** start Extract to read **

A way for finding formula of prime numbers

If P be set of prime numbers and S be a set contain numbers that has been made as below: On the beginning of each member of P put a point like 0.2 or 0.19 then S={0.2 , 0.3 , 0.5 , 0.7 , 0.11 , ... } Now I assert that S is dense in the interval (0.1 , 1) of real numbers. This theory is a introduction for finding formula of prime numbers.

True, S is dense in the interval (0.1 , 1); this fact follows easily from well-known results on Distribution of prime numbers. But I doubt that this is "a way for finding formula of prime numbers". Boris Tsirelson (talk) 22:10, 16 March 2017 (CET)

Dear Professor Boris Tsirelson , first, "A relationship between algebraic numbers and transcendental numbers with rational numbers" was wrong. and I thank you for your guidance. and second, Are you sure that is provable? in fact finding formula of prime numbers is very lengthy. and I am not sure be able for that but please give me a few time about two month for expression my theories.

** end Extract to read **
** start Provided records **

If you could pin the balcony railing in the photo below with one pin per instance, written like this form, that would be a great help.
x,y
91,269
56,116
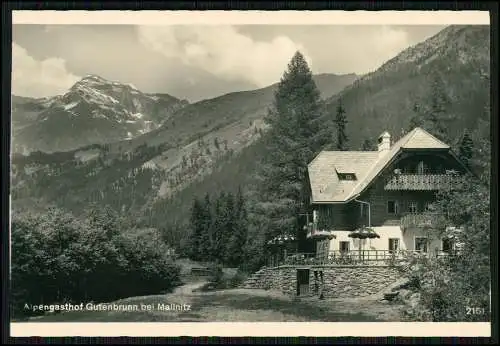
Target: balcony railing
x,y
357,257
421,220
424,182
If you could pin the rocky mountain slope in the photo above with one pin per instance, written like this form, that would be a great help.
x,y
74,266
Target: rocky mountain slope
x,y
94,110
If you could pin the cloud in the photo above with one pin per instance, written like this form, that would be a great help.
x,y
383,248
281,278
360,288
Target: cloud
x,y
34,78
223,51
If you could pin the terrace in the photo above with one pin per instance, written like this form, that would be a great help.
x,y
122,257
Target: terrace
x,y
421,182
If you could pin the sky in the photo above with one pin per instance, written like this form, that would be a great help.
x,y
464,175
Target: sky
x,y
195,62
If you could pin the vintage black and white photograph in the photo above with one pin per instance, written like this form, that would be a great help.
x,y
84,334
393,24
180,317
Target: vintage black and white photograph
x,y
250,173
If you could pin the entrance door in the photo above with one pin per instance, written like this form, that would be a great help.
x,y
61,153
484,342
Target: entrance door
x,y
302,282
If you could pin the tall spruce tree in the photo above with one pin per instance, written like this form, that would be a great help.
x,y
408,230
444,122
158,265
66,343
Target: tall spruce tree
x,y
340,124
466,148
205,247
238,238
296,135
197,229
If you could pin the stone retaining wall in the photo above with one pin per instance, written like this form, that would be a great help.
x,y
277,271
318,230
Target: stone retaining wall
x,y
339,281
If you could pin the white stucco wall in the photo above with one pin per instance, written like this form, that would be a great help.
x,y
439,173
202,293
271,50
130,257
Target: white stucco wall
x,y
406,239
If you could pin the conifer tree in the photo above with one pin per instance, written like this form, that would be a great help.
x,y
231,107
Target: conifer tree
x,y
238,237
218,229
340,124
295,136
197,229
433,116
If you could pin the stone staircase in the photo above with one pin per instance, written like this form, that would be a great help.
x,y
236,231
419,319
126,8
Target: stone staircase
x,y
256,280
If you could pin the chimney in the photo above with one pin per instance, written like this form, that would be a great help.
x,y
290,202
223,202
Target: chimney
x,y
384,143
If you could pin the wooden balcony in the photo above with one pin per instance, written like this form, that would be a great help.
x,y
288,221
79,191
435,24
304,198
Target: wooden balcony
x,y
320,234
357,258
421,182
421,220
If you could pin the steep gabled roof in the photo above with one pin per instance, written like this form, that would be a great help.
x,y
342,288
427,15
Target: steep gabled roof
x,y
367,165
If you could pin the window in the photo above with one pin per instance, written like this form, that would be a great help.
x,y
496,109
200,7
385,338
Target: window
x,y
344,246
392,207
347,176
393,244
412,207
421,244
446,245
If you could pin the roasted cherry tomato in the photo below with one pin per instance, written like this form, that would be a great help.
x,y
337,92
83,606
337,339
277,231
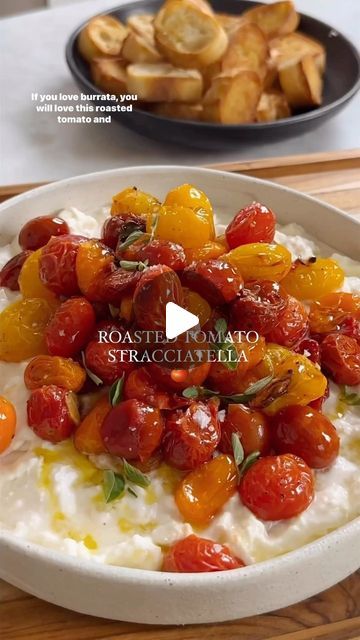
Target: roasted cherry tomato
x,y
293,324
117,228
215,280
206,489
254,223
260,307
198,555
252,427
58,264
87,437
7,423
260,261
53,413
63,372
315,278
70,328
277,487
37,232
340,357
306,433
158,286
9,274
94,261
191,437
132,430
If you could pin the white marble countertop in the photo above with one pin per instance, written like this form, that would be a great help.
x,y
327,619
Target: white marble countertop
x,y
34,147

** end Provided records **

* [Task instructions]: Write the next reply in the forum discussion about a formula for prime numbers, following its final message.

* [The result]:
You mean, how to prove that $S$ is dense in $(0.1,1)$, right? Well, on the page "Distribution of prime numbers", in Section 6 "The difference between prime numbers", we have $ d_n \ll p_n^\delta $, where $p_n$ is the $n$-th prime number, and $ d_n = p_{n+1}-p_n $ is the difference between adjacent prime numbers; this relation holds for all $ \delta > \frac{7}{12} $; in particular, taking $ \delta = 1 $ we get $ d_n \ll p_n $, that is, $ \frac{d_n}{p_n} \to 0 $ (as $ n \to \infty $), or equivalently, $ \frac{p_{n+1}}{p_n} \to 1 $. Now, your set $S$ consists of numbers $ s_n = 10^{-k} p_n $ for all $k$ and $n$ such that $ 10^{k-1} < p_n < 10^k $. Assume that $S$ is not dense in $(0.1,1).$ Take $a$ and $b$ such that $ 0.1 < a < b < 1 $ and $ s_n \notin (a,b) $ for all $n$; that is, no $p_n$ belongs to the set

\[ X = (10a,10b) \cup (100a,100b) \cup (1000a,1000b) \cup \dots \, ; \]

all $ p_n $ belong to its complement

\[ Y = (0,\infty) \setminus X = (0,10a] \cup [10b,100a] \cup [100b,1000a] \cup \dots \]

Using the relation $ \frac{p_{n+1}}{p_n} \to 1 $ we take $N$ such that $ \frac{p_{n+1}}{p_n} < \frac b a $ for all $n>N$. Now, all numbers $p_n$ for $n>N$ must belong to a single interval $ [10^{k-1} b, 10^k a] $, since it cannot happen that $ p_n \le 10^k a $ and $ p_{n+1} \ge 10^k b $ (and $n>N$). We get a contradiction: $ p_n \to \infty $ but $ p_n \le 10^k a $.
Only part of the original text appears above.